## Task statement
Take the data that sits below and write it out again exactly.

START Records shown

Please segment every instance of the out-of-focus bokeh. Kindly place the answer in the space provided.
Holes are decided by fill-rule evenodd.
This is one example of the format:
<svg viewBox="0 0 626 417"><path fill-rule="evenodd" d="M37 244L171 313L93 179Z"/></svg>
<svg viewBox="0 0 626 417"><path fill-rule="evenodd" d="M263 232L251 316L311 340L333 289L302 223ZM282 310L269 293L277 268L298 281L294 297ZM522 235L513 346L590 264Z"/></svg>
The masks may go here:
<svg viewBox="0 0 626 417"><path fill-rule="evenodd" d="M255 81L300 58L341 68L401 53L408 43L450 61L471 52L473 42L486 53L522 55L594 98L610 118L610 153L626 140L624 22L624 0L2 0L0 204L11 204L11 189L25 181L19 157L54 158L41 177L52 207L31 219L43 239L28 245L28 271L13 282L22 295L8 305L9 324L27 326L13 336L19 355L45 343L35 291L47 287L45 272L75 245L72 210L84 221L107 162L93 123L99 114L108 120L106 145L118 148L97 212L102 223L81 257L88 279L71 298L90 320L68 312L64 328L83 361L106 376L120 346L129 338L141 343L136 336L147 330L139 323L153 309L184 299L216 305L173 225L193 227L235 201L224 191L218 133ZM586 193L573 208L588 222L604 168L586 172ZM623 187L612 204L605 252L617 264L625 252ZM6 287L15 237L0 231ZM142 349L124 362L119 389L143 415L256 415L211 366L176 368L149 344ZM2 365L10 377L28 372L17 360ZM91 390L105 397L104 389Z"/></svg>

END Records shown

## Exercise output
Please segment every instance of the out-of-focus bokeh. Kindly place the answer in the space provided.
Holes are decided by fill-rule evenodd.
This is one example of the format:
<svg viewBox="0 0 626 417"><path fill-rule="evenodd" d="M37 244L171 313L93 179Z"/></svg>
<svg viewBox="0 0 626 417"><path fill-rule="evenodd" d="M263 232L251 316L311 340L333 289L302 223ZM282 310L269 293L277 268L298 281L294 297ZM522 235L513 346L590 264Z"/></svg>
The masks may go here:
<svg viewBox="0 0 626 417"><path fill-rule="evenodd" d="M255 81L300 58L341 68L401 53L408 43L450 61L471 52L473 42L486 53L522 55L594 98L610 118L610 153L626 140L624 22L624 0L2 0L0 204L11 204L11 189L25 181L19 157L54 158L41 177L52 207L31 219L43 239L28 245L28 271L13 282L22 295L8 305L9 324L27 326L13 336L19 355L45 343L35 291L47 287L45 272L75 245L72 210L84 221L107 162L93 123L99 114L108 120L106 145L118 148L97 212L102 223L81 257L88 279L71 298L90 320L68 312L64 328L83 361L106 376L120 346L129 338L141 343L136 336L147 330L139 323L153 309L184 299L216 305L173 225L193 227L235 201L224 191L218 133ZM586 193L573 208L588 222L604 168L586 172ZM623 187L612 204L605 252L617 264L625 252ZM6 287L15 237L0 231ZM142 349L124 362L119 389L143 415L256 415L211 366L176 368L149 344ZM2 365L10 377L28 372L17 360ZM91 390L105 397L104 389Z"/></svg>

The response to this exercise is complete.